What is needed is an exact copy of the entries below, from the line that contains "Task: place one point on each instance of the blue" through the final line, both included, and nothing else.

Provided records.

━━━

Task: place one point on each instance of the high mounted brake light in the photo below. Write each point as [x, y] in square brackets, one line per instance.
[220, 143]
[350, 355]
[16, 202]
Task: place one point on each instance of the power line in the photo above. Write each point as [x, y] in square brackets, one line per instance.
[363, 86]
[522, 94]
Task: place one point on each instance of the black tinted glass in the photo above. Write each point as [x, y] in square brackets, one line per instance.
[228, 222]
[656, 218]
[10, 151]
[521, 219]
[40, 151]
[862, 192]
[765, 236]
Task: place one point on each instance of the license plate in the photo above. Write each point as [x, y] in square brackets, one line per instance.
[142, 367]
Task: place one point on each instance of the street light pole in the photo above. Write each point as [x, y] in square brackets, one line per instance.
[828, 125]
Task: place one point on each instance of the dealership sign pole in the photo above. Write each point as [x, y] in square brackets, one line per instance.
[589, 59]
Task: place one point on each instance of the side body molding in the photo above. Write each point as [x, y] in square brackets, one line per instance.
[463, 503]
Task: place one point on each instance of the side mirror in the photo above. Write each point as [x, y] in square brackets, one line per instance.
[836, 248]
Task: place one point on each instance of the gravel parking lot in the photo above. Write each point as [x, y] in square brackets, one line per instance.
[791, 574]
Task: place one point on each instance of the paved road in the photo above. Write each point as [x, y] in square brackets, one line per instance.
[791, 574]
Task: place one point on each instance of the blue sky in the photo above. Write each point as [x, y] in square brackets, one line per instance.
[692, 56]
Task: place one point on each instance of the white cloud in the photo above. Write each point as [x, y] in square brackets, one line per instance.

━━━

Result for this task.
Task: place one point on each instance of the blue sky in the photo above. Write each point as [x, y] in square brackets, one line per instance.
[692, 56]
Task: place one point on each instance of the white cloud in the photo above. Write each point as [x, y] in square brackets, one line per instance.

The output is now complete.